• AIM:
Render the part of the listing that opens with the line containing "mask job: rider's backpack" and closes with the line containing "Give the mask of every instance of the rider's" as a numbered list, leaving out any blank lines and giving only those lines.

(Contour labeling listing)
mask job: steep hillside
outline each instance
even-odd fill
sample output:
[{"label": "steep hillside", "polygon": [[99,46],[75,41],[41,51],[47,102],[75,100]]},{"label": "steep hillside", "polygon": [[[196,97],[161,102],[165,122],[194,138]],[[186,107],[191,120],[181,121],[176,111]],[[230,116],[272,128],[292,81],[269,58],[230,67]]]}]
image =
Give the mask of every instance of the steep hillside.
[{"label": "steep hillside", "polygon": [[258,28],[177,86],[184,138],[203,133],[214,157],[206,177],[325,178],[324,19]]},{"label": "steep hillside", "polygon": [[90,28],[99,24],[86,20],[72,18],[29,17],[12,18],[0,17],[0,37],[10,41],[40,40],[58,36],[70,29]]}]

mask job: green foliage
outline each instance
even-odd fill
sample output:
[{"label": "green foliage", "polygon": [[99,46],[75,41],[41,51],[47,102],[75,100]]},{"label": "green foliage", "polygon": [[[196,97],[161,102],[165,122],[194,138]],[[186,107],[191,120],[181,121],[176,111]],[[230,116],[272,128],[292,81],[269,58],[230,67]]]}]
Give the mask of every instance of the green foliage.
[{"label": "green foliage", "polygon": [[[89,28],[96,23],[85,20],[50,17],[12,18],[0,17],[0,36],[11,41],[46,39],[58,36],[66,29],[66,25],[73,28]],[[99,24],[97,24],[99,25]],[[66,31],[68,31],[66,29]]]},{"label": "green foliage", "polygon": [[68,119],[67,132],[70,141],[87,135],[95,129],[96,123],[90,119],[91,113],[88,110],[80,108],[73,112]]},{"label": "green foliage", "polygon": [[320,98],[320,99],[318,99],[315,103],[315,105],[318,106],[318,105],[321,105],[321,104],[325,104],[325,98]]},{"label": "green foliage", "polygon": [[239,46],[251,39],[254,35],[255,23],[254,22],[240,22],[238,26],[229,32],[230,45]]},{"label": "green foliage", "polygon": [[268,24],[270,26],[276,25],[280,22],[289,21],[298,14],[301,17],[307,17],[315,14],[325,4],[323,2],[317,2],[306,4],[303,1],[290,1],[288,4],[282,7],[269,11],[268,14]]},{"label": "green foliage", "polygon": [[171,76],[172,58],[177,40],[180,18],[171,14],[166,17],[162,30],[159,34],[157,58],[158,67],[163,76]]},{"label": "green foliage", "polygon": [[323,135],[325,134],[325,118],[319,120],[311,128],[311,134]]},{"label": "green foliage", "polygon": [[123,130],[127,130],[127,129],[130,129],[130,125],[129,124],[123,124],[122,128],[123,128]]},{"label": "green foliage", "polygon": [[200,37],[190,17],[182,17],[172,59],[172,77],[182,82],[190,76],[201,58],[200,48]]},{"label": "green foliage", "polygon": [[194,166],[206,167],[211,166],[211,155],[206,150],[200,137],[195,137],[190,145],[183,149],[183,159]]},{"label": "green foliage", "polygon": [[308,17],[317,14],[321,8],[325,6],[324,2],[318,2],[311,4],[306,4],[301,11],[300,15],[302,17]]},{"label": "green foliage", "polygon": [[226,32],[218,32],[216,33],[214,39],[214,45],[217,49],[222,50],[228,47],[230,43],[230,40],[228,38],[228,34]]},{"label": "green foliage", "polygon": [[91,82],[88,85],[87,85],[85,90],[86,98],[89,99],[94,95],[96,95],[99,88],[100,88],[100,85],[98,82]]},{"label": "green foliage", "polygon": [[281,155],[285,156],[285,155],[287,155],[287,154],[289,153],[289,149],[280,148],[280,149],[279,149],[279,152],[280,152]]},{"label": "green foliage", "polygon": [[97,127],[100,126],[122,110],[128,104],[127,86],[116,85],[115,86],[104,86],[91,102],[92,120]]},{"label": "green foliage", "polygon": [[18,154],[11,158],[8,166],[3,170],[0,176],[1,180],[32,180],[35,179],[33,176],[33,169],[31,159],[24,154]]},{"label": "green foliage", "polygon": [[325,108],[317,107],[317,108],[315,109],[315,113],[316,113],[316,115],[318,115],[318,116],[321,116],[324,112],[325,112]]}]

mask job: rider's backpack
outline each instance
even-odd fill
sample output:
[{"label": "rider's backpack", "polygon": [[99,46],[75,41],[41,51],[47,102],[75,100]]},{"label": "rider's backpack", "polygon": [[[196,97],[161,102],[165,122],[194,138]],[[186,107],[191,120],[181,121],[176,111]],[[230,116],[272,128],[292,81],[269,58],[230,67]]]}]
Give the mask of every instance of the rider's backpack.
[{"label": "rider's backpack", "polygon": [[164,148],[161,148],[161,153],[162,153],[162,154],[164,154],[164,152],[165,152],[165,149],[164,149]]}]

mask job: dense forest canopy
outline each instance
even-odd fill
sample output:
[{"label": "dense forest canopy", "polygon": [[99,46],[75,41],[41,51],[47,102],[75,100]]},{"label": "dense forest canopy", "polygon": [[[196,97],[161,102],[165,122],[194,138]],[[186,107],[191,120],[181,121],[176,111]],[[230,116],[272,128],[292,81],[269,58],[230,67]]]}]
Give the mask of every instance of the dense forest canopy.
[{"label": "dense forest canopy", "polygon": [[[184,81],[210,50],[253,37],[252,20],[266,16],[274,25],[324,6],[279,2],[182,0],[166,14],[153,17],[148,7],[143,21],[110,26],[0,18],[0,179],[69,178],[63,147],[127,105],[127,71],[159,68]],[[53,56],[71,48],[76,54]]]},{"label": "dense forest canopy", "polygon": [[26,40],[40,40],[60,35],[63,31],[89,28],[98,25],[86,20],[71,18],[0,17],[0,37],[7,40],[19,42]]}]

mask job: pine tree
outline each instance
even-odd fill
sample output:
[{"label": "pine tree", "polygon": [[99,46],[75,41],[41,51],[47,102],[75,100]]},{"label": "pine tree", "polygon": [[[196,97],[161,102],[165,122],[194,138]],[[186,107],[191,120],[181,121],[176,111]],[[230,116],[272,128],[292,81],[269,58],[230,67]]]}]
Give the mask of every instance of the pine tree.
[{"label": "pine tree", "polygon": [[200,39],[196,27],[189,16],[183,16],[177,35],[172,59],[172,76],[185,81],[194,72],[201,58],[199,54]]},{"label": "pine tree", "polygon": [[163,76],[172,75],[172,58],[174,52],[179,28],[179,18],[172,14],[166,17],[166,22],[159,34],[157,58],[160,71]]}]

• WRITTEN RESPONSE:
1. mask job: rider's backpack
2. outline each instance
3. even-odd fill
4. sample output:
5. [{"label": "rider's backpack", "polygon": [[99,46],[75,41],[41,51],[47,102],[75,100]]},{"label": "rider's backpack", "polygon": [[[196,97],[161,102],[165,122],[194,138]],[[186,107],[191,120],[181,121],[176,111]],[[230,116],[272,128],[292,81],[269,58],[230,67]]]}]
6. Give the mask of every instance of the rider's backpack.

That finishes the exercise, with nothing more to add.